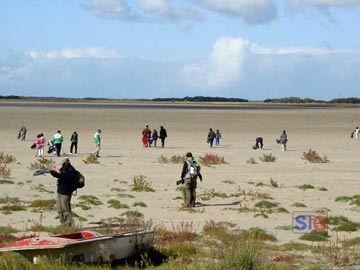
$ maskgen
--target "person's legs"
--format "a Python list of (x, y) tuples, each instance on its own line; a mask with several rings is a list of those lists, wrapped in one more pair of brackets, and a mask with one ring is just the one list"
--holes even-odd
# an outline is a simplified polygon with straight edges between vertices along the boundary
[(154, 143), (154, 147), (156, 147), (156, 141), (157, 141), (157, 139), (155, 140), (153, 140), (153, 143)]
[(44, 157), (44, 146), (40, 147), (40, 157)]
[(57, 213), (59, 214), (60, 223), (64, 224), (65, 219), (64, 219), (63, 208), (62, 208), (62, 198), (61, 198), (61, 194), (59, 194), (59, 193), (56, 196), (56, 210), (57, 210)]
[(63, 217), (64, 224), (71, 226), (71, 195), (61, 195), (62, 196), (62, 209), (63, 209)]
[(185, 185), (185, 198), (184, 198), (184, 201), (185, 201), (185, 207), (190, 207), (190, 204), (191, 204), (191, 190), (190, 190), (190, 186), (186, 186)]
[(61, 153), (61, 143), (55, 144), (55, 147), (56, 147), (56, 155), (57, 155), (58, 157), (60, 157), (60, 153)]
[(74, 143), (72, 142), (71, 145), (70, 145), (70, 154), (73, 153), (73, 148), (74, 148)]
[(260, 141), (260, 148), (262, 149), (263, 146), (264, 146), (264, 144), (263, 144), (263, 141), (261, 140), (261, 141)]
[(210, 139), (210, 147), (213, 147), (214, 139)]
[(96, 150), (95, 150), (94, 155), (96, 157), (99, 157), (100, 156), (99, 153), (100, 153), (100, 150), (101, 150), (100, 144), (97, 144), (95, 147), (96, 147)]
[(164, 148), (164, 146), (165, 146), (165, 139), (160, 138), (160, 140), (161, 140), (161, 147)]
[(220, 138), (215, 139), (215, 145), (218, 146), (220, 144)]
[(75, 146), (75, 154), (77, 154), (77, 143), (74, 143)]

> **Exercise**: Only one span is to be repeated: the line with "Python list of" through the final line of the entries above, word for word.

> **Result below**:
--format "a Python list of (x, y) tuples, each instance on its own line; a mask with several rings is a list of those lists, wrapped in one more pair of brackets, and a mask with one ring is just the one list"
--holes even-odd
# an outline is a simplified polygon with straight edges between vertices along the boundary
[(154, 143), (154, 147), (156, 147), (156, 141), (157, 141), (157, 139), (155, 140), (153, 140), (153, 143)]
[(44, 157), (44, 146), (40, 147), (40, 157)]
[(57, 213), (59, 214), (60, 223), (64, 224), (65, 219), (64, 219), (63, 208), (62, 208), (62, 198), (61, 198), (61, 194), (59, 194), (59, 193), (56, 196), (56, 210), (57, 210)]
[(63, 217), (64, 224), (71, 226), (71, 195), (61, 195), (62, 196), (62, 209), (63, 209)]
[(185, 185), (185, 198), (184, 198), (184, 201), (185, 201), (185, 207), (190, 207), (190, 204), (191, 204), (191, 190), (190, 190), (190, 186), (186, 186)]
[(61, 153), (61, 143), (55, 144), (55, 147), (56, 147), (56, 155), (57, 155), (58, 157), (60, 157), (60, 153)]
[(74, 143), (72, 142), (71, 145), (70, 145), (70, 154), (73, 153), (73, 148), (74, 148)]
[(260, 141), (260, 148), (262, 149), (263, 146), (264, 146), (264, 144), (263, 144), (263, 141), (261, 140), (261, 141)]
[(210, 139), (210, 147), (213, 147), (214, 139)]
[(96, 150), (95, 150), (94, 155), (96, 157), (99, 157), (100, 156), (99, 153), (100, 153), (100, 150), (101, 150), (100, 144), (97, 144), (95, 147), (96, 147)]
[(164, 148), (164, 146), (165, 146), (165, 139), (160, 138), (160, 140), (161, 140), (161, 147)]
[(220, 138), (215, 139), (215, 145), (218, 146), (220, 144)]
[(75, 146), (75, 154), (77, 154), (77, 143), (74, 143)]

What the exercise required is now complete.